## [Provided data]

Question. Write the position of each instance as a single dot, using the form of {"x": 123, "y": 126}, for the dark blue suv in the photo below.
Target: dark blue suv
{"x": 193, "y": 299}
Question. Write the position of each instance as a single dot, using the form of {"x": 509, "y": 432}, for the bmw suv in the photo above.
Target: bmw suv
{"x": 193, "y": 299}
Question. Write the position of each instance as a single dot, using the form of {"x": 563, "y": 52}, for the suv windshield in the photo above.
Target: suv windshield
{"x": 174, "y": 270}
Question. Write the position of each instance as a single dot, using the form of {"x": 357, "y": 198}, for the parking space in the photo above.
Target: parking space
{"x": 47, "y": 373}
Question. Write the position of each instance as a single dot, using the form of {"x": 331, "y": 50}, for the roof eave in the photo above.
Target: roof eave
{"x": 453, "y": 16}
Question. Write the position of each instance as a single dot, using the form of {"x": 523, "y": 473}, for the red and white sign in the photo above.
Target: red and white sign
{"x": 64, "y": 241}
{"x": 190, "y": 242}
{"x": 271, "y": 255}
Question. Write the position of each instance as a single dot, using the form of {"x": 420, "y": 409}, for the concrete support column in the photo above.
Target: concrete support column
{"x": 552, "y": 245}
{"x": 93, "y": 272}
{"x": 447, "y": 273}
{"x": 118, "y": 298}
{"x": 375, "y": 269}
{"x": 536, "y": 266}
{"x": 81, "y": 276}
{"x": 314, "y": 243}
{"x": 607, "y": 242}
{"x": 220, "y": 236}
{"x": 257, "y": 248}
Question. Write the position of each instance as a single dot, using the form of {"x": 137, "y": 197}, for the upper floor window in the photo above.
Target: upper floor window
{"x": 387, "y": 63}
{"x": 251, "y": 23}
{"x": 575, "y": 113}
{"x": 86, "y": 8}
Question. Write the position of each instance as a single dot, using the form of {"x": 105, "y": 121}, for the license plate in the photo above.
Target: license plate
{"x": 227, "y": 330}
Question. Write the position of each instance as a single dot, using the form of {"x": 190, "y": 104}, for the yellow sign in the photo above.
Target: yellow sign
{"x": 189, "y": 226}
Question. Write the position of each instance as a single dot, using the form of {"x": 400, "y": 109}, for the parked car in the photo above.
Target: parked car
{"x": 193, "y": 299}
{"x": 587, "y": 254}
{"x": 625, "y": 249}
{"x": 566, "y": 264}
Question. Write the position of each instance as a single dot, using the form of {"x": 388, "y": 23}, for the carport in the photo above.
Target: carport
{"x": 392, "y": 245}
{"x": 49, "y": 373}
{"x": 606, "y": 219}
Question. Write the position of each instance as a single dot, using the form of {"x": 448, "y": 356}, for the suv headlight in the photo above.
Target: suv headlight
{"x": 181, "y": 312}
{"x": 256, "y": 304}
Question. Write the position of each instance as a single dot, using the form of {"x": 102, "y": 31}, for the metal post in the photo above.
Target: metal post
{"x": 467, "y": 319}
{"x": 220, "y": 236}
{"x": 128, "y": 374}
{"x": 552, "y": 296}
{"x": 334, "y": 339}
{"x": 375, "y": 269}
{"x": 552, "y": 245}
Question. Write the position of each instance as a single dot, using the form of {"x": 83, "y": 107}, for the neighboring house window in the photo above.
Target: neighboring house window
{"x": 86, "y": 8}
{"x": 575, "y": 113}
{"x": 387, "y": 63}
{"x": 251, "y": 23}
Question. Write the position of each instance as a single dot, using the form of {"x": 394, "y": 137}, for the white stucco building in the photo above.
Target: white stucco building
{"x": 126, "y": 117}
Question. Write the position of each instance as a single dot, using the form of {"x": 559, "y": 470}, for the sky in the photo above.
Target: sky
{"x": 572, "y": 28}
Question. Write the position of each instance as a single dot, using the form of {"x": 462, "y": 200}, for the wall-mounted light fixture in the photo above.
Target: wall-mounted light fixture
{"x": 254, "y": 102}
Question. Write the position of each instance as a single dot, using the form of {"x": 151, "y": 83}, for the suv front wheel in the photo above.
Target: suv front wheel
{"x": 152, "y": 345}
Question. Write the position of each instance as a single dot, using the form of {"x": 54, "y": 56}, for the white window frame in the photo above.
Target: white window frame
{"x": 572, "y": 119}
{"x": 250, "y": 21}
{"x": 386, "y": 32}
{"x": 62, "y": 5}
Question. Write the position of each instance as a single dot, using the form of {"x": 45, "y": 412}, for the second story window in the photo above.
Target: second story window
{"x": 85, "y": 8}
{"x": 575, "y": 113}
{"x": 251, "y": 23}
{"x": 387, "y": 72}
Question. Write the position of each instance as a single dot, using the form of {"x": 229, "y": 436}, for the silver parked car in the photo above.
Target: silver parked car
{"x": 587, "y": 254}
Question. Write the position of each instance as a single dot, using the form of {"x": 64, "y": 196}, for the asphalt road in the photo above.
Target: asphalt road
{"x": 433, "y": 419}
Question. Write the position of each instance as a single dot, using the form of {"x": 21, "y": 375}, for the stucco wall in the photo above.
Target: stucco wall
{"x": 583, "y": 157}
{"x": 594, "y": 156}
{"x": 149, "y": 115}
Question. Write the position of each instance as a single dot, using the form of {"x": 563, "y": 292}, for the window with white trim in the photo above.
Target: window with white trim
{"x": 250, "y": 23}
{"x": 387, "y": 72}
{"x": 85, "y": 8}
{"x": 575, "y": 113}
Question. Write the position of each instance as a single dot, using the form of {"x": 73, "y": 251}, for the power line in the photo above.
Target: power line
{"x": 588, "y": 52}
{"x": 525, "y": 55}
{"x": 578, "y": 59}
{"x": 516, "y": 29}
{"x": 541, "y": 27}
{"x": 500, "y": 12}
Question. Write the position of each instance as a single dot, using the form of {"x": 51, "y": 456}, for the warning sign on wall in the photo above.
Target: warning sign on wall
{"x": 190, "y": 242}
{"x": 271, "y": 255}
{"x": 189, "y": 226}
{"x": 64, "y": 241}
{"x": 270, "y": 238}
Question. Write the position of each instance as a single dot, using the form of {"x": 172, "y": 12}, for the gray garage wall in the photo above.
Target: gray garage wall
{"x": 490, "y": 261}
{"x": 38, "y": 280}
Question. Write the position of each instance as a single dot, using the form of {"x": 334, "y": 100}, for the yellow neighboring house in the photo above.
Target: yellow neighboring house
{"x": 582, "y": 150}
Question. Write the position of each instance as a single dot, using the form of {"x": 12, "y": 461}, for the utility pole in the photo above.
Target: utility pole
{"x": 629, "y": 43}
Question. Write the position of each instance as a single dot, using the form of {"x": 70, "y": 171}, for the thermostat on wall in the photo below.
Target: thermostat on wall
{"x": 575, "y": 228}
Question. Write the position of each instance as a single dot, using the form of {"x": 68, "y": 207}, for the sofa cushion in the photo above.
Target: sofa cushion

## [The exercise]
Please restate the data word for word, every record included.

## [Right answer]
Question. Write the position of each instance as a single dot, using the form of {"x": 123, "y": 126}, for the dark blue suv in the photo below.
Target: dark blue suv
{"x": 193, "y": 299}
Question. Write the position of each instance as a single dot, using the form of {"x": 509, "y": 432}, for the bmw suv in the photo above.
Target: bmw suv
{"x": 193, "y": 299}
Question. Write the position of each instance as a single dot, using the form of {"x": 563, "y": 52}, for the suv windshield in the photo above.
Target: suv windshield
{"x": 174, "y": 270}
Question. Write the position of each instance as a single dot, using the form of {"x": 357, "y": 198}, for the parking space in the photo above.
Target: parking space
{"x": 47, "y": 373}
Question. Write the position of each instance as a single dot, using the form of {"x": 331, "y": 50}, for the roof eave in the photo above.
Target: roof eave
{"x": 453, "y": 16}
Question. Write the position of each instance as a single dot, using the form of {"x": 523, "y": 473}, for the red and white sign in the photo above.
Target: red and white sign
{"x": 64, "y": 241}
{"x": 190, "y": 242}
{"x": 271, "y": 255}
Question. Write the position of each instance as a single dot, using the form of {"x": 420, "y": 409}, for the concrete support column in the photo above.
Target: concrete support column
{"x": 552, "y": 245}
{"x": 93, "y": 272}
{"x": 447, "y": 273}
{"x": 118, "y": 298}
{"x": 375, "y": 269}
{"x": 536, "y": 266}
{"x": 81, "y": 276}
{"x": 314, "y": 243}
{"x": 607, "y": 242}
{"x": 220, "y": 236}
{"x": 257, "y": 248}
Question. Write the position of each instance as a single dot, using the form of {"x": 137, "y": 197}, for the upper floor window in the photo above.
Target: upper floor window
{"x": 387, "y": 63}
{"x": 251, "y": 23}
{"x": 575, "y": 113}
{"x": 86, "y": 8}
Question. Write the position of each instance as a single dot, using the form of {"x": 105, "y": 121}, for the license plate in the photo above.
Target: license plate
{"x": 227, "y": 330}
Question. Write the position of each instance as a single dot, using the form of {"x": 190, "y": 104}, for the yellow sign in the photo above.
Target: yellow sign
{"x": 189, "y": 226}
Question. Write the position of each instance as a single dot, using the form of {"x": 400, "y": 109}, for the parked car in the photo above.
Target: parked car
{"x": 193, "y": 299}
{"x": 587, "y": 254}
{"x": 625, "y": 249}
{"x": 566, "y": 264}
Question. Write the position of each instance as a single dot, using the form of {"x": 388, "y": 23}, for the carport in the photo above.
Target: carport
{"x": 392, "y": 245}
{"x": 49, "y": 373}
{"x": 606, "y": 219}
Question. Write the position of each instance as a single dot, using the form of {"x": 448, "y": 356}, for the suv headlight in the photo above.
Target: suv headlight
{"x": 181, "y": 312}
{"x": 256, "y": 304}
Question. Write the position of each instance as a single dot, using the form of {"x": 102, "y": 31}, for the metal post in the photo above.
Target: metal post
{"x": 467, "y": 319}
{"x": 220, "y": 236}
{"x": 128, "y": 374}
{"x": 552, "y": 296}
{"x": 334, "y": 339}
{"x": 375, "y": 269}
{"x": 552, "y": 245}
Question. Write the position of each instance as a single dot, using the form of {"x": 83, "y": 107}, for the neighboring house window in the photo above.
Target: neighboring house window
{"x": 86, "y": 8}
{"x": 575, "y": 113}
{"x": 387, "y": 63}
{"x": 251, "y": 23}
Question. Write the position of each instance as a single dot, using the form of {"x": 394, "y": 137}, for the white stucco building in the photo above.
Target: white stucco building
{"x": 126, "y": 117}
Question. Write the position of each instance as a single dot, using the form of {"x": 559, "y": 470}, for the sky in the photo above.
Target: sky
{"x": 572, "y": 28}
Question. Write the position of each instance as a single dot, using the form of {"x": 462, "y": 200}, for the wall-mounted light fixture in the photo above.
Target: wall-mounted light fixture
{"x": 254, "y": 102}
Question. Write the position of each instance as a single dot, using the form of {"x": 151, "y": 83}, for the suv front wheel in the photo above.
Target: suv front wheel
{"x": 152, "y": 345}
Question. Write the position of each instance as a single dot, using the form of {"x": 54, "y": 56}, for the white window frame in the photo above.
Target: white window frame
{"x": 572, "y": 119}
{"x": 250, "y": 21}
{"x": 386, "y": 32}
{"x": 62, "y": 5}
Question. Write the position of each instance as a single dot, using the form of {"x": 45, "y": 412}, for the second story window in the photo above.
Target: second story window
{"x": 85, "y": 8}
{"x": 575, "y": 113}
{"x": 251, "y": 23}
{"x": 387, "y": 72}
Question. Write the position of each instance as a single dot, using the form of {"x": 229, "y": 436}, for the silver parked car in the photo above.
Target: silver parked car
{"x": 587, "y": 254}
Question. Write the position of each instance as a single dot, using the form of {"x": 64, "y": 196}, for the asphalt road in the photo above.
Target: asphalt road
{"x": 433, "y": 419}
Question. Write the position of each instance as a single dot, using the form of {"x": 21, "y": 375}, for the stucco wall in the photo above.
Target: stucco wall
{"x": 583, "y": 157}
{"x": 594, "y": 156}
{"x": 149, "y": 115}
Question. Write the position of each instance as a single dot, using the form of {"x": 563, "y": 292}, for the window with white trim in the photo above.
Target: window with white trim
{"x": 250, "y": 23}
{"x": 387, "y": 72}
{"x": 85, "y": 8}
{"x": 575, "y": 113}
Question. Write the position of each instance as a single dot, using the form of {"x": 73, "y": 251}, for the power line in the photo above.
Target: power line
{"x": 588, "y": 52}
{"x": 525, "y": 55}
{"x": 578, "y": 59}
{"x": 516, "y": 29}
{"x": 541, "y": 27}
{"x": 500, "y": 12}
Question. Write the position of each instance as a single dot, using the form of {"x": 51, "y": 456}, for the warning sign on wall in the photo above.
Target: warning sign on wall
{"x": 190, "y": 242}
{"x": 271, "y": 255}
{"x": 189, "y": 226}
{"x": 64, "y": 241}
{"x": 270, "y": 238}
Question. Write the position of each instance as a single dot, using the form of {"x": 172, "y": 12}, for the gray garage wall in the photo above.
Target: gray garage wall
{"x": 490, "y": 261}
{"x": 38, "y": 280}
Question. Write the position of each instance as a single dot, using the form of {"x": 334, "y": 100}, for the yellow neighboring house in the photo above.
Target: yellow neighboring house
{"x": 582, "y": 150}
Question. Write the position of each instance as a single dot, using the form of {"x": 12, "y": 461}, for the utility pole in the photo above.
Target: utility pole
{"x": 629, "y": 43}
Question. Write the position of each instance as a single dot, using the form of {"x": 70, "y": 171}, for the thermostat on wall in the photo below.
Target: thermostat on wall
{"x": 575, "y": 228}
Question. Write the position of each instance as a single dot, using the form of {"x": 68, "y": 207}, for the sofa cushion in the photo above.
Target: sofa cushion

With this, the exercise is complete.